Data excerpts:
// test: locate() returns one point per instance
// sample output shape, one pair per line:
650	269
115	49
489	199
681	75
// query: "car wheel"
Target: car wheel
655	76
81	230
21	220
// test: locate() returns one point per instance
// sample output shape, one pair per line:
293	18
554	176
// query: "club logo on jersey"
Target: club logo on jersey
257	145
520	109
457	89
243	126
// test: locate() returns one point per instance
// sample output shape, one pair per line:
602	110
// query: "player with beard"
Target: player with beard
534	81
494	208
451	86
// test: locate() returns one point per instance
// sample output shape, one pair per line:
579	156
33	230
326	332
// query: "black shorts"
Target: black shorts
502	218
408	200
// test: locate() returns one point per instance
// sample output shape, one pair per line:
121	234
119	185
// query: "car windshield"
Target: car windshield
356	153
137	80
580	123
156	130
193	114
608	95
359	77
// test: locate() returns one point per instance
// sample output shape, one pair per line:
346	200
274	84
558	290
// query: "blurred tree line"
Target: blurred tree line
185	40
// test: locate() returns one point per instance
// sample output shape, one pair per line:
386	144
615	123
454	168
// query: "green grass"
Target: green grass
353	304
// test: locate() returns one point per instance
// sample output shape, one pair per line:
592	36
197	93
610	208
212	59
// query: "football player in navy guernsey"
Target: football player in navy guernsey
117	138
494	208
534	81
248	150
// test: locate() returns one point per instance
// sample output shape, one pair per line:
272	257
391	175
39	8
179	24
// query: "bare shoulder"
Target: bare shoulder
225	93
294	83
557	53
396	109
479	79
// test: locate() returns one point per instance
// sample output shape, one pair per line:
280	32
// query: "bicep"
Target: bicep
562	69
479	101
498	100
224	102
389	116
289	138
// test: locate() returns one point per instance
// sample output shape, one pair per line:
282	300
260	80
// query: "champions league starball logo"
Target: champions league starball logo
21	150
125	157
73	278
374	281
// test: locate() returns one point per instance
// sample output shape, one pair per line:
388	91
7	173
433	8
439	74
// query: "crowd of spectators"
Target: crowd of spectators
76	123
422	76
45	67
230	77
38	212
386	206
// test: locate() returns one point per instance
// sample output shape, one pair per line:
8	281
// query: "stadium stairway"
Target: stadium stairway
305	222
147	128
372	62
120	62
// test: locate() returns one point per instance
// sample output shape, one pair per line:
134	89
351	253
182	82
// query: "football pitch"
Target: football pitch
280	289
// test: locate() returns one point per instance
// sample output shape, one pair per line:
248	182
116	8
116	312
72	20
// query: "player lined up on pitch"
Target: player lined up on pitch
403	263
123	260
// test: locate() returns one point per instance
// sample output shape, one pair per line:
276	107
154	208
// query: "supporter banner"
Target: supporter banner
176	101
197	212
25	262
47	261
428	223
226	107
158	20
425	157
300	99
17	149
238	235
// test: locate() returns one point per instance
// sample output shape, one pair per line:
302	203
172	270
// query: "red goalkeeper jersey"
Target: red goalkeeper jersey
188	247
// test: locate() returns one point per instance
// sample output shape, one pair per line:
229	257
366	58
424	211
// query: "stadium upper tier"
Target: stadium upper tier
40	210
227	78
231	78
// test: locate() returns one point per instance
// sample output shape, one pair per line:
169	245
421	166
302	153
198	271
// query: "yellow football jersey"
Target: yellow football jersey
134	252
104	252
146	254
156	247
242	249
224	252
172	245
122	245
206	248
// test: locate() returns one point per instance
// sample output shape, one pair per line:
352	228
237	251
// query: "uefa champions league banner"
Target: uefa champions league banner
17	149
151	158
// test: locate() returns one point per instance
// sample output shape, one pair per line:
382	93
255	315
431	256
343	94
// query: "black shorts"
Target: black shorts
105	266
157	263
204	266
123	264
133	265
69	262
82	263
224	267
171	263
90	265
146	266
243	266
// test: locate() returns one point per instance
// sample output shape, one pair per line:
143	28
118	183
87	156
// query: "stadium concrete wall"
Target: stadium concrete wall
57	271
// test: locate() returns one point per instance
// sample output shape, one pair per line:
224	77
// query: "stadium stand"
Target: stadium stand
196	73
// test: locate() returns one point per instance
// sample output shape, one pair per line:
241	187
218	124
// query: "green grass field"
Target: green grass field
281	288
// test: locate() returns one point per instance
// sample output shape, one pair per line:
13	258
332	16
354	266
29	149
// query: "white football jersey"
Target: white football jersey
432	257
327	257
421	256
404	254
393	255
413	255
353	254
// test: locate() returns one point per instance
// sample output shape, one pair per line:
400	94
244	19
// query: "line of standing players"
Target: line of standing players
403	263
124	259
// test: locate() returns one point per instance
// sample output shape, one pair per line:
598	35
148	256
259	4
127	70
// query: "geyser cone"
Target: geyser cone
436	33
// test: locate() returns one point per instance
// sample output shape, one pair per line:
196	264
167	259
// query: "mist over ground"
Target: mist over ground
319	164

▶ [Instructions to follow]: Retype every record above exactly.

▶ [Solution to this exercise]:
// test: locate() returns one point per instance
// sample output shape, one pair per line:
650	269
115	49
489	199
681	75
// query: "car wheel"
Target: car wheel
655	76
81	230
21	220
// test: locate() returns one point per instance
// sample output shape, one pair per line:
293	18
554	176
// query: "club logo on jersey"
Target: club logo on jersey
257	145
520	109
457	89
243	126
// test: locate() returns one point per instance
// sample output shape, one pair per line:
602	110
// query: "player with beard"
Target: player with beard
534	81
494	208
451	86
// test: locate() returns one point per instance
// sample output shape, one pair per line:
579	156
33	230
326	332
// query: "black shorts"
Target: black shorts
502	218
408	200
// test: locate() returns one point per instance
// sample output shape, one pair per line:
121	234
119	185
// query: "car windshield"
Target: car windshield
356	153
137	80
580	123
156	130
193	114
608	95
359	77
// test: locate() returns one point per instance
// sample output shape, one pair per line:
346	200
274	84
558	290
// query: "blurred tree line"
Target: blurred tree line
185	40
// test: locate() returns one point per instance
// sample output shape, one pair per line:
386	144
615	123
454	168
// query: "green grass"
Target: green grass
353	304
// test: locate() returns one point per instance
// sample output shape, one pair per line:
592	36
197	93
610	208
212	59
// query: "football player in navy guernsey"
Target: football player in navy guernsey
117	138
494	208
534	81
248	150
// test: locate() returns one point per instance
// sample output shape, one pair per line:
272	257
391	175
39	8
179	24
// query: "bare shoulder"
Target: bare shoulder
225	93
294	83
557	53
396	109
479	79
// test: locate() returns one point per instance
// sample output shape, one pair per line:
280	32
// query: "bicep"
Target: bicep
562	69
479	101
498	100
224	102
389	116
289	138
// test: locate() returns one point per instance
// sample output shape, one pair per line:
282	300
260	80
// query: "champions league starball logo"
Target: champions league starball logo
21	150
125	157
73	278
374	281
// test: locate() returns one point per instance
// sample output shape, one pair per line:
388	91
7	173
433	8
439	74
// query: "crowd of spectators"
Target: crowd of spectators
76	123
422	76
45	67
230	77
38	212
386	206
// test: locate() returns one point per instance
// sample output shape, one pair per line:
8	281
// query: "stadium stairway"
Target: stadium stairway
305	222
147	128
372	62
120	62
// test: locate() returns one point per instance
// sample output shape, one pair per line:
134	89
351	253
182	82
// query: "football pitch"
Target: football pitch
280	289
// test: locate() returns one point per instance
// sample output shape, one pair per line:
248	182
116	8
116	312
72	20
// query: "player lined up on pitch"
Target: player lined up on pitch
403	263
123	260
// test: locate() returns one point per instance
// sample output shape, one pair per line:
276	107
154	208
// query: "supporter banner"
Target: supporter banner
176	101
197	212
25	262
47	261
428	223
226	107
158	20
425	157
300	99
17	149
238	235
// test: locate() returns one point per instance
// sample output shape, one pair per line:
302	203
172	270
// query: "red goalkeeper jersey"
Target: red goalkeeper jersey
188	247
// test: locate() returns one point per instance
// sample output shape, one pair per line:
229	257
366	58
424	211
// query: "stadium upper tier"
Target: stadium upper tier
40	210
227	78
231	78
// test: locate() returns one point per instance
// sample output shape, one pair per line:
169	245
421	166
302	153
198	271
// query: "yellow football jersey"
Target: yellow football jersey
134	252
104	252
146	254
156	247
242	249
224	252
172	245
122	245
206	248
// test: locate() returns one point per instance
// sample output shape, one pair per line:
352	228
237	251
// query: "uefa champions league banner"
Target: uefa champions league banner
17	149
151	158
// test: locate() returns one point per instance
// sample output shape, one pair per line:
382	93
255	315
431	256
343	94
// query: "black shorts"
Target: black shorts
105	266
157	263
204	266
123	264
133	265
69	262
82	263
224	267
171	263
90	265
146	266
243	266
// test: locate() returns one point per instance
// sample output shape, one pair per line:
143	28
118	183
87	156
// query: "stadium concrete wall"
Target: stadium concrete wall
57	271
// test: locate() returns one point per instance
// sample output shape, one pair per line:
224	77
// query: "stadium stand"
Target: stadium stand
196	73
// test: locate() returns one point per instance
// sample output shape, one pair per line:
241	187
218	124
// query: "green grass field"
Target: green grass field
281	288
// test: locate() returns one point per instance
// sample output shape, one pair per line:
13	258
332	16
354	266
29	149
// query: "white football jersey"
Target: white football jersey
432	257
327	257
421	256
404	254
393	255
413	255
353	254
// test: locate() returns one point per instance
// sample output shape, one pair per line:
400	94
244	19
// query: "line of standing players"
Target: line of standing players
403	263
124	259
// test: locate() returns one point per instance
// sample output shape, one pair per line:
598	35
148	256
259	4
127	70
// query: "geyser cone"
Target: geyser cone
436	33
// test: locate() returns one point per instance
// sample output shape, one pair per line:
196	264
167	259
// query: "mist over ground"
Target: mist over ground
319	164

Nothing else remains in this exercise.